— What you should do —
Only the lines from the one with "Can you see the white fluffy" through the end of the data are wanted, copied exactly.

— Extracted material —
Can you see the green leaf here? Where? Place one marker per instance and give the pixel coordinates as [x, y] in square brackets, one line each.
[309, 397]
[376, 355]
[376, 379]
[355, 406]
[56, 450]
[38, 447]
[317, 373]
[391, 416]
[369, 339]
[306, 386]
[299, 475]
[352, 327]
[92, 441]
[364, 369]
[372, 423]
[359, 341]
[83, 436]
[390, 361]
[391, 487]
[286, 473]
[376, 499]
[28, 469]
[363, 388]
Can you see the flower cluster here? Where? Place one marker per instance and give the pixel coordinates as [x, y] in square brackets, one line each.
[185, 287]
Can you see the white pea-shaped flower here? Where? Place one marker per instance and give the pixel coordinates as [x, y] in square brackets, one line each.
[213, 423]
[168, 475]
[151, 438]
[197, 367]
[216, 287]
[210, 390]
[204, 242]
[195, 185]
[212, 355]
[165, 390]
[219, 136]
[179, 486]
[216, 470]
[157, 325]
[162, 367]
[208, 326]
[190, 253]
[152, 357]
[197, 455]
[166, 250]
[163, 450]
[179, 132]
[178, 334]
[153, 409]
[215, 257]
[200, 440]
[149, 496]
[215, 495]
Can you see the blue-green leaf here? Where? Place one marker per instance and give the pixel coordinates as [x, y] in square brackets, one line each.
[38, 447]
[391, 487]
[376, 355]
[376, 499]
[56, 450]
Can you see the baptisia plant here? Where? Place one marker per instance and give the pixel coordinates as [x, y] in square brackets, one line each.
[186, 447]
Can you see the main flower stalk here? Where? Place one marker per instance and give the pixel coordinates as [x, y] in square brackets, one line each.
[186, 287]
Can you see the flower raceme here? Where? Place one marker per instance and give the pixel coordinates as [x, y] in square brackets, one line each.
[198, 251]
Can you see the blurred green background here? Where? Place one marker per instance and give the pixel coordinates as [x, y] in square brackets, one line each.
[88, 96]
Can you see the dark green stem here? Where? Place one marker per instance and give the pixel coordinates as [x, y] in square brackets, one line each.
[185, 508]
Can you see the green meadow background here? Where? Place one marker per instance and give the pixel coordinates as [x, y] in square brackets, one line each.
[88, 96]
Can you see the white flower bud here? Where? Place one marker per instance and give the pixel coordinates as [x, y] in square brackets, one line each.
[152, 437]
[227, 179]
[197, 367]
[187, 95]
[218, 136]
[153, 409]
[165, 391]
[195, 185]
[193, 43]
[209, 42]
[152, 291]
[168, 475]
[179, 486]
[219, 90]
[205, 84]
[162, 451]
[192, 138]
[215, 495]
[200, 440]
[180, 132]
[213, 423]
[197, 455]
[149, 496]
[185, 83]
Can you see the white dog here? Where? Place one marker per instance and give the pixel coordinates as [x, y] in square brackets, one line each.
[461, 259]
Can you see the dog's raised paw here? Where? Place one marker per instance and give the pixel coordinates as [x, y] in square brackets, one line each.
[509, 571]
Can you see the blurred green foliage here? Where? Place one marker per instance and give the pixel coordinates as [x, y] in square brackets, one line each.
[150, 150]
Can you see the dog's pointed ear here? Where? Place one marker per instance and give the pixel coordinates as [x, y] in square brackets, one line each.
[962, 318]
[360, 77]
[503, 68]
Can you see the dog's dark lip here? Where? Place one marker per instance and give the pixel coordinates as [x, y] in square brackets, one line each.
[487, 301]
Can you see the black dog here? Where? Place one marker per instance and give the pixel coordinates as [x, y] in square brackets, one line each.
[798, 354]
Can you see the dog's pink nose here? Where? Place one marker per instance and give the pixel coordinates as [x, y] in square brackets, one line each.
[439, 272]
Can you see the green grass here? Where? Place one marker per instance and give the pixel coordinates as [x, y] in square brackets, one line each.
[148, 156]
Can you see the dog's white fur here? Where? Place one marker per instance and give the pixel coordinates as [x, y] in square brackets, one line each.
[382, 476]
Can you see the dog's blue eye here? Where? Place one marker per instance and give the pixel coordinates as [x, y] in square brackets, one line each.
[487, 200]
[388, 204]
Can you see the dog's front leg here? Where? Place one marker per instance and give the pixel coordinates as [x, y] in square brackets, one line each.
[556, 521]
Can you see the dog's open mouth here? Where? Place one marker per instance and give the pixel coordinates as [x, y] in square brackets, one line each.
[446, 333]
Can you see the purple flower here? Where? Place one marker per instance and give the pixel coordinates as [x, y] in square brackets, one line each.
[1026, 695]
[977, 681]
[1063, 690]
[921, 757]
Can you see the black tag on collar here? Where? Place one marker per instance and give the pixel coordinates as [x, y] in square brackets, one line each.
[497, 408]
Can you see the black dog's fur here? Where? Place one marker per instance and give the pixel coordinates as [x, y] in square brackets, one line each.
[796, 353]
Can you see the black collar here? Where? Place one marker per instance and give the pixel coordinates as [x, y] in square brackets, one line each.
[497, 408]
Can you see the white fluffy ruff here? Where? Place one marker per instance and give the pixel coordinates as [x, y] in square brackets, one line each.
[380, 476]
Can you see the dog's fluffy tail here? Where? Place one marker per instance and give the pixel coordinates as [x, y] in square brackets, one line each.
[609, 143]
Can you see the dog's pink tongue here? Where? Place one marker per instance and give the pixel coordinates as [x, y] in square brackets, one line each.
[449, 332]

— Solution to the problem —
Can you see the white fluffy ruff here? Where? Place one marker per instance and give the pixel coordinates as [x, y] in square brackets, one line each.
[380, 476]
Can you see the dog's fluffy tail here? Where? Place one marker per instance and give the pixel coordinates as [x, y] in square brackets, one line each.
[609, 143]
Can you see the dog's pink tongue here? Where? Place one marker per instance and give the pixel coordinates as [x, y] in square brackets, one line each.
[449, 332]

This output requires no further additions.